> [PROBLEM]:
Take every line from the entries below that includes the word "llama" and copy it.

> [AVAILABLE DATA]:
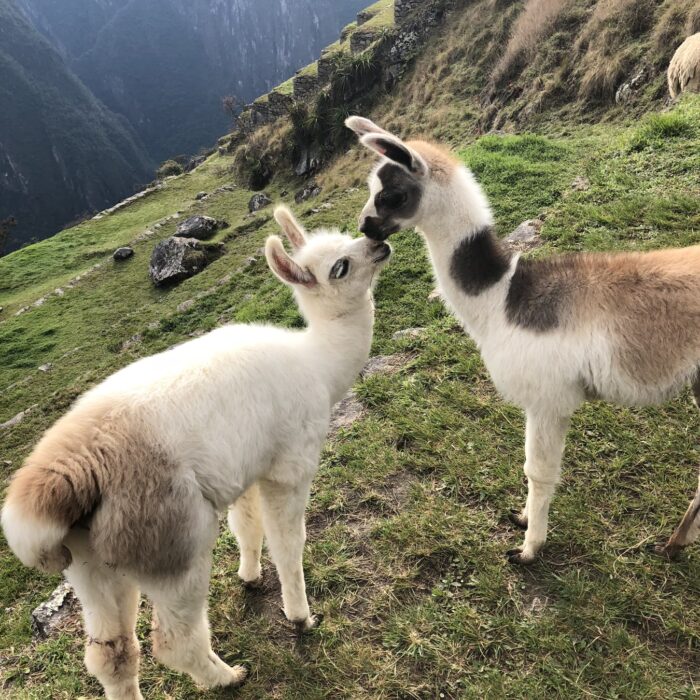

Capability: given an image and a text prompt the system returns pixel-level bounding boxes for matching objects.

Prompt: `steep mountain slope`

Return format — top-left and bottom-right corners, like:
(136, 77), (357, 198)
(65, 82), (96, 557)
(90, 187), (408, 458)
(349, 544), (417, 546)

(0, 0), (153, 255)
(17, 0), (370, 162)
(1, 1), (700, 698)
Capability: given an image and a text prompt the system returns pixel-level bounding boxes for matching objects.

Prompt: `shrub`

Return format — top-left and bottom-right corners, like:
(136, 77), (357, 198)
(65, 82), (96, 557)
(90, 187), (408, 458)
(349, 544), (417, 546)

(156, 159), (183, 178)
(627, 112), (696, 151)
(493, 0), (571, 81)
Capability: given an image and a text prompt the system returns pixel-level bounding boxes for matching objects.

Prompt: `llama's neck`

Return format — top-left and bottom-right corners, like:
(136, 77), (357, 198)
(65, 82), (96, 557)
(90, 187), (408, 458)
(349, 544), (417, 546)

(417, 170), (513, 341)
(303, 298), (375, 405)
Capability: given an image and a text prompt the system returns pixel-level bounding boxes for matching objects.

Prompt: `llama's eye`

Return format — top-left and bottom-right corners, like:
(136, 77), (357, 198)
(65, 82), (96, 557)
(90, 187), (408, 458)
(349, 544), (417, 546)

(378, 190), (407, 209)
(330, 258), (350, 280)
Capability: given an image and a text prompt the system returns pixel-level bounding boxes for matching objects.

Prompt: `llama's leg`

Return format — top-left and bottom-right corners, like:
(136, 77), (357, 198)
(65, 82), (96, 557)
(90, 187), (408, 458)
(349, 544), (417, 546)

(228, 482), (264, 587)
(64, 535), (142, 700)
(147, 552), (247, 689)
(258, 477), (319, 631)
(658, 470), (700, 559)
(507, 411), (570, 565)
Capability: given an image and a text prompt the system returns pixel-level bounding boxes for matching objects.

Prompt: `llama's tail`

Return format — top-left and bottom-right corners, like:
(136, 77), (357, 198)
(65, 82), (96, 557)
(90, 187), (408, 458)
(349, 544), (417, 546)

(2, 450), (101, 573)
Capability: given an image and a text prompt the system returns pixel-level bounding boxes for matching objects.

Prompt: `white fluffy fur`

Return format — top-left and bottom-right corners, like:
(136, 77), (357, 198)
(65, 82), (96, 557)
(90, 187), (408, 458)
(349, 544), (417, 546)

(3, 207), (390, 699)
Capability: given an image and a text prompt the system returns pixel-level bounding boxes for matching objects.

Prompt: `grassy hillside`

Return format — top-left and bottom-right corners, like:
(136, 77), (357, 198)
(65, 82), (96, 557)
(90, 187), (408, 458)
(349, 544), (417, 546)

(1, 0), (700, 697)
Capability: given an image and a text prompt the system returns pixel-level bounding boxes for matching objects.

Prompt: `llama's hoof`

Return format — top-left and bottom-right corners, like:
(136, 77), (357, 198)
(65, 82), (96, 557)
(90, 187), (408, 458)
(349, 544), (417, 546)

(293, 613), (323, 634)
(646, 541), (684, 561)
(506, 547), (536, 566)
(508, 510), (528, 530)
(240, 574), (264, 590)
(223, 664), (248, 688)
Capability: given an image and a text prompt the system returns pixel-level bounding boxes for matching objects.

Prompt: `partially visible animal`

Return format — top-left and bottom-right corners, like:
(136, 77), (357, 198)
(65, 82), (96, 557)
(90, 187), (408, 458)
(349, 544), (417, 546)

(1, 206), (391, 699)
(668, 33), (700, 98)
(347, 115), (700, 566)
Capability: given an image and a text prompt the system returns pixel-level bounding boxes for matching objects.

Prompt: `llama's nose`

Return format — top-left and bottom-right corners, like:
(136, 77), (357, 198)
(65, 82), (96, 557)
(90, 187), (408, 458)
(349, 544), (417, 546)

> [COMPLETED TASK]:
Prompt: `llama's neck`
Prompt: `llama's eye`
Prompt: `llama's leg`
Prompt: `llama's tail`
Prompt: `llama's hoof`
Prompt: `llama's nose`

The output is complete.